| Written request 1 |
Repeat the forum thread word for word between "What is needed" and "I found helpful.", inclusive.

# any of you guys and gals installed this PXAMG?



## supaman358 (Jan 15, 2008)

http://www.youtube.com/watch?v=cIiQGU4TNjk
supposed to be a full on hd radio/ ipod text controls on the oem vw radio. i want..


----------



## japoipnoi (Oct 31, 2005)

*Re: any of you guys and gals installed this PXAMG? (supaman358)*

What is needed for this install? Hope everything is plug and play.
I also found this http://www.peripheralelectroni...b.pdf 
I am retrofitting a 2006 GLI Premium 7 w/Sat into this rabbit. This is what I found helpful.
Thats not all you need for the HD Radio. You also have to shell out for the HDRT module! You will also need to feed or Y-adapt your antenna plug!
In order to have HD, this install should have been labeled PXAMG/HDRT/PGHVW1 Harness req. SAT BUTTON is required on Premium 7 Head Unit!



_Modified by japoipnoi at 7:12 AM 11-8-2008_


----------



## japoipnoi (Oct 31, 2005)

*Re: any of you guys and gals installed this PXAMG? (japoipnoi)*

Typed DIY
Buy PXAMG/PGHVW1/HDRT



_Modified by japoipnoi at 7:10 AM 11-12-2008_


----------

| Rows excerpted from a collection |

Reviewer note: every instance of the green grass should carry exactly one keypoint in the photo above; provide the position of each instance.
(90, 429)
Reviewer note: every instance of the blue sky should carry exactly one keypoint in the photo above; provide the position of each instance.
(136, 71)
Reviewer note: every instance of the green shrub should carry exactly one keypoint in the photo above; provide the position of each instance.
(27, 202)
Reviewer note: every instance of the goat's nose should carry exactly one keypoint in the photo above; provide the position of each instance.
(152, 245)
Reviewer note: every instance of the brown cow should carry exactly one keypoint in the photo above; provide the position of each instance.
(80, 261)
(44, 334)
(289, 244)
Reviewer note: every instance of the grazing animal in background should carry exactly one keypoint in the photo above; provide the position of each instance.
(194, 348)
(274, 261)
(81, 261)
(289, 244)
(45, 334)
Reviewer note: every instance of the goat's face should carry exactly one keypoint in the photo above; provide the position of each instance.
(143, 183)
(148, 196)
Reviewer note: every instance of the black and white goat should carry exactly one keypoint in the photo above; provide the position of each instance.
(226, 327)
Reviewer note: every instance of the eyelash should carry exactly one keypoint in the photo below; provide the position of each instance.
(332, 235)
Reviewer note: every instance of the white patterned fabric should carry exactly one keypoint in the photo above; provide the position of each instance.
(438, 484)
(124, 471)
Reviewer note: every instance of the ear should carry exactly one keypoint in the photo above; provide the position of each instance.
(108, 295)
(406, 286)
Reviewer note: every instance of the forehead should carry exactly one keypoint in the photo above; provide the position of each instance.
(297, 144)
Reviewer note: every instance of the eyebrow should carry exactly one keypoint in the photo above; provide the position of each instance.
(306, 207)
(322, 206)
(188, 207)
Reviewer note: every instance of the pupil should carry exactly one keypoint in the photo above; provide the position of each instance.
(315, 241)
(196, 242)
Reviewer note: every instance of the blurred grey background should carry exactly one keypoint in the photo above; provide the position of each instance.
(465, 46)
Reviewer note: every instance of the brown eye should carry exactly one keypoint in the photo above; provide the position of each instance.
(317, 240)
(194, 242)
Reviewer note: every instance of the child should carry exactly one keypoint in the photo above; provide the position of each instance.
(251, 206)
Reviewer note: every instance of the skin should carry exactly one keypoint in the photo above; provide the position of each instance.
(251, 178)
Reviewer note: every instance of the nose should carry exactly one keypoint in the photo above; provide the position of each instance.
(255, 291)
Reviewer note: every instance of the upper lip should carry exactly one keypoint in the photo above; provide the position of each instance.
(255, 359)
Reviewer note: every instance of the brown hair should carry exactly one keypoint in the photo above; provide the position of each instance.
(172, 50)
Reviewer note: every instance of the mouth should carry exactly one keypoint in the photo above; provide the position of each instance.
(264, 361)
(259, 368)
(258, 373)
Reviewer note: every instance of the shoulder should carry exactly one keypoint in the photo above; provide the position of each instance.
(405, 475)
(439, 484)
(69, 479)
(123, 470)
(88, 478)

| Written request 2 |
Reproduce the rows unchanged, from the line holding "Reviewer note: every instance of the blurred" through the last row, both ends included.

| Correct response 1 |
What is needed for this install? Hope everything is plug and play.
I also found this http://www.peripheralelectroni...b.pdf 
I am retrofitting a 2006 GLI Premium 7 w/Sat into this rabbit. This is what I found helpful.

| Correct response 2 |
Reviewer note: every instance of the blurred grey background should carry exactly one keypoint in the photo above; provide the position of each instance.
(465, 46)
Reviewer note: every instance of the brown eye should carry exactly one keypoint in the photo above; provide the position of each instance.
(317, 240)
(194, 242)
Reviewer note: every instance of the child should carry exactly one keypoint in the photo above; provide the position of each instance.
(251, 206)
Reviewer note: every instance of the skin should carry exactly one keypoint in the photo above; provide the position of each instance.
(251, 178)
Reviewer note: every instance of the nose should carry exactly one keypoint in the photo above; provide the position of each instance.
(255, 291)
Reviewer note: every instance of the upper lip should carry exactly one keypoint in the photo above; provide the position of each instance.
(255, 359)
Reviewer note: every instance of the brown hair should carry exactly one keypoint in the photo above; provide the position of each instance.
(172, 50)
Reviewer note: every instance of the mouth should carry exactly one keypoint in the photo above; provide the position of each instance.
(264, 361)
(259, 368)
(258, 373)
Reviewer note: every instance of the shoulder should carry exactly one keypoint in the photo above; provide the position of each instance.
(405, 475)
(439, 484)
(69, 479)
(123, 470)
(88, 478)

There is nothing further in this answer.